Extract provided »
Trees have a spectacular, wild appearance that always makes people think of forests or mountainsides, but for the gardener they’re very versatile; they can have their own special place in your urban landscape and, sometimes, even in your own home. The Rocky Mountain juniper is one tree that can meet a variety of needs as well as adapt appropriately to numerous climate and soil conditions. Not only does it make an attractive and beneficial environmental addition to your property, but this particular juniper is a popular choice for use in the art of bonsai. Bonsai is the creations of stunning miniatures of full-sized trees placed in decorative pots, and the results are often used in home décor. Horticulturists choose the Rocky Mountain juniper because of its exceptional beauty that cannot be bested by other trees of similar shape and color.
The Rocky Mountain juniper is native to North America and can be found throughout the country, as well as further north into Canada. As mentioned it is regularly used in bonsai but also makes a perfect specimen for buffering noise around parking lots or from busy roads near your home. They are regularly used in the United States in the median strip between our highways. Its pyramidal shape is symmetric and uniform from the base of the truck all the way to the top. In home or commercial landscape use the juniper can reach a moderate height of about 15 feet with a six foot spread. If left to its own device to grow as it would in nature, it can top 30-40 feet with a ten to 15 foot spread. The blue-green needles form along the branches to create a full and dense display that lasts throughout the entire year. Unlike other needle-foliaged trees the Rocky Mountain juniper retains most of its needles, ensuring an unlittered base and surrounding area. The branches on the juniper form at the base and slope upwards as the tree matures, giving it a full and perky appearance. It is very similar in appearance to the eastern red cedar tee and it may hybridize with it if there are examples grown close by. This is a non-flowering specimen that does not produce any cones or fruits. However its thick foliage is a favorite refuge for many types of birds, as well as small animals like squirrels and chipmunks.
As the Rocky Mountain juniper is so adaptable and versatile it is suitable for a wide range of USDA plant hardiness zones. It is suitable for zones 3 through 7, which includes the lower parts of Alaska and Minnesota, into the warmer locations of northern Georgia and Virginia. In colder locations that are subject to a lot of rain (which can result in ice) the juniper will need a little bit of extra attention. Ice covering that lasts more than a day or two can damage the plants fragile foliage. Junipers do well in soil that is loamy, acidic and alkaline based. It has a very high drought tolerance but it is still important to remember that the tree will need to be watered regularly. Droughts can cause the root system to dry out completely and result in the tree perishing. Soil should be able to drain adequately to prevent damage to the roots from over watering. Rocky Mountain junipers also love the sun. You will want to ensure that the location you choose to plant your trees can receive as much of the daytime sun as possible. Some shade is acceptable but too much can be detrimental to the health of your tree. Overall, the juniper is going to be quite happy in most locations if you are mindful of its minimal list of intolerances. The tree’s ability to adapt fairly well to its environment can also reduce the amount of time you will need to care for it.
The Rocky Mountain juniper may attract bagworm caterpillars and juniper webworms. Both insects can cause damage to branches and the foliage. However if you check your tree periodically you can remove affected branches and prevent a sever infestation. The juniper is also susceptible to twig blight, which may cause death to the tree twig tips. Pruning out the dead bits will encourage new replacement growth. There are also three types of tree rust that may affect the juniper; cedar-apple, hawthorn and quince rust. Pruning away the diseased branches in the spring will again prevent further damage.
The neat and tidy growth patterns of the Moonglow Rocky Mountain juniper make it a perfect selection for you garden. You can rely on its adaptability to provide an easy to grow plant that has exceptional coloring throughout the year and which can serve many purposes in all landscape design possibilities. Whether you are using it as a bordering plant, or decide to venture into the art of creating bonsai, the Rocky Mountain juniper will deliver optimal results time and time again.

Raw data »
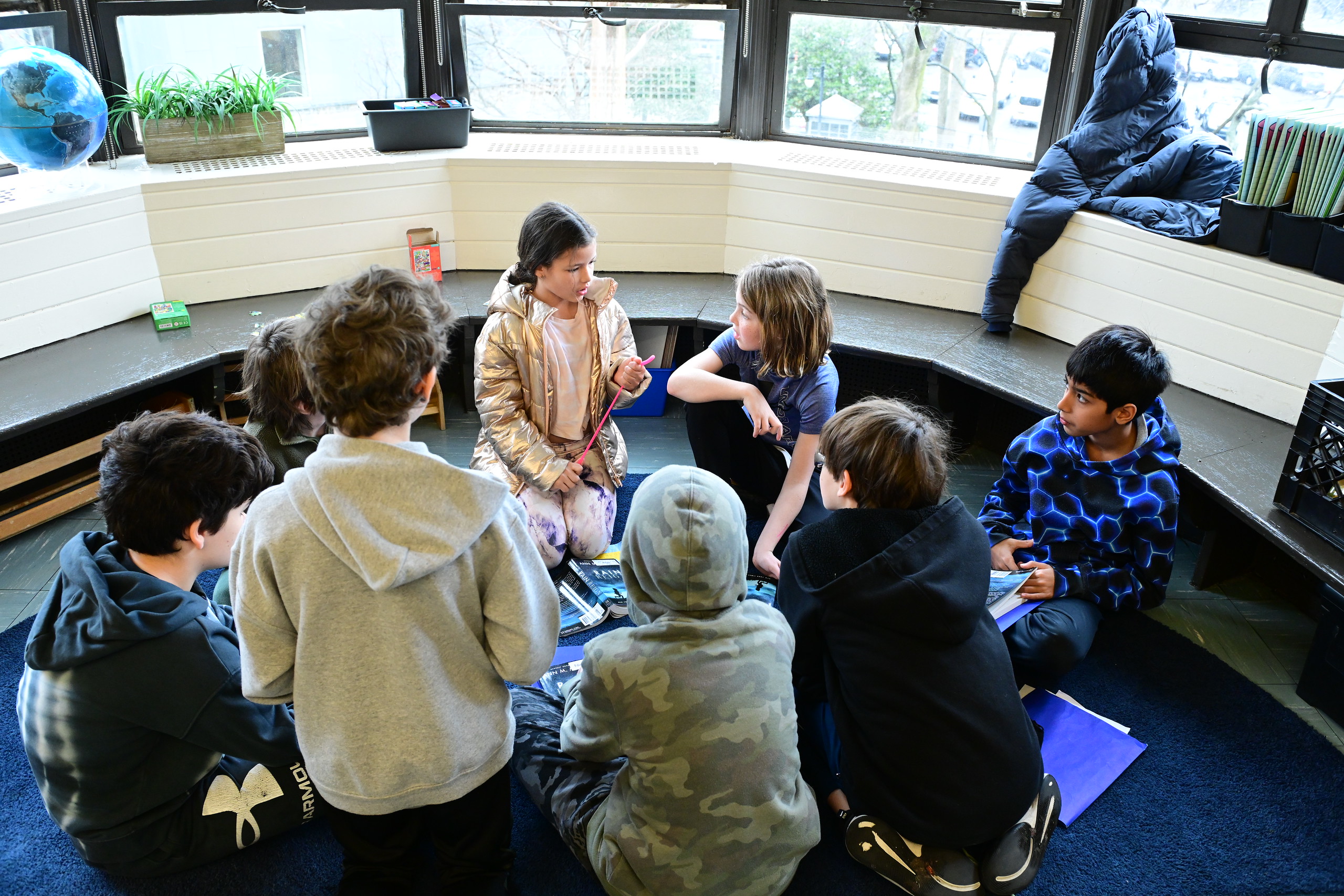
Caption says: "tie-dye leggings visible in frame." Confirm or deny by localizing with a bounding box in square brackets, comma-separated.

...

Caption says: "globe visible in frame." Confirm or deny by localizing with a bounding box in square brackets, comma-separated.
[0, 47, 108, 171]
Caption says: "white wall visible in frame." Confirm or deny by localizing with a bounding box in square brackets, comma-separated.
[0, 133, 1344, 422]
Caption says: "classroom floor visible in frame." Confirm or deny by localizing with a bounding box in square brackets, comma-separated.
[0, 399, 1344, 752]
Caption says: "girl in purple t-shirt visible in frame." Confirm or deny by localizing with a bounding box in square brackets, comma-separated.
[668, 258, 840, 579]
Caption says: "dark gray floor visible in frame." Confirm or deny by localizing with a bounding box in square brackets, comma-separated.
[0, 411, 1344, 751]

--

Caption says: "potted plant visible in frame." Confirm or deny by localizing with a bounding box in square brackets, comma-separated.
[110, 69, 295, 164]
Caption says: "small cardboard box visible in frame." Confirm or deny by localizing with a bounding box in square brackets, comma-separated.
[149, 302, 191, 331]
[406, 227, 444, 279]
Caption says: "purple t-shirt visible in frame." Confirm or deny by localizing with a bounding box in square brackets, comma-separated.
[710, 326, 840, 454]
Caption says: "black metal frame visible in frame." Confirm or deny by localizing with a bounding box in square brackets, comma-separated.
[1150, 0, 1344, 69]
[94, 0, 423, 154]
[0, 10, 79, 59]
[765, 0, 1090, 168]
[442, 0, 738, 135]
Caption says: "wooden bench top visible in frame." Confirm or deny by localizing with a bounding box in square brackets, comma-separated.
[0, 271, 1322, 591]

Task instructions » Transcribe the passage of the Rocky Mountain juniper text above that falls between "The Rocky Mountain juniper may" and "prevent further damage.", inclusive.

Completed exercise »
The Rocky Mountain juniper may attract bagworm caterpillars and juniper webworms. Both insects can cause damage to branches and the foliage. However if you check your tree periodically you can remove affected branches and prevent a sever infestation. The juniper is also susceptible to twig blight, which may cause death to the tree twig tips. Pruning out the dead bits will encourage new replacement growth. There are also three types of tree rust that may affect the juniper; cedar-apple, hawthorn and quince rust. Pruning away the diseased branches in the spring will again prevent further damage.